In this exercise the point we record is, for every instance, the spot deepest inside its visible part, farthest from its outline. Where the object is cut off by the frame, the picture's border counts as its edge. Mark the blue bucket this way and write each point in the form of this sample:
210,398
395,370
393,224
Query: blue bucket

# # # # # # #

### How to complete this task:
Please transcribe the records in full, keeping every word as it is.

### Result of this task:
In this exercise the point we record is, for every instance, the spot deepest inside its visible part, farthest from its outline. Where the object is cut off by the frame, the picture's border counts as its edge. Mark the blue bucket this way and write each point in the form of this sample:
210,398
395,370
393,224
Query: blue bucket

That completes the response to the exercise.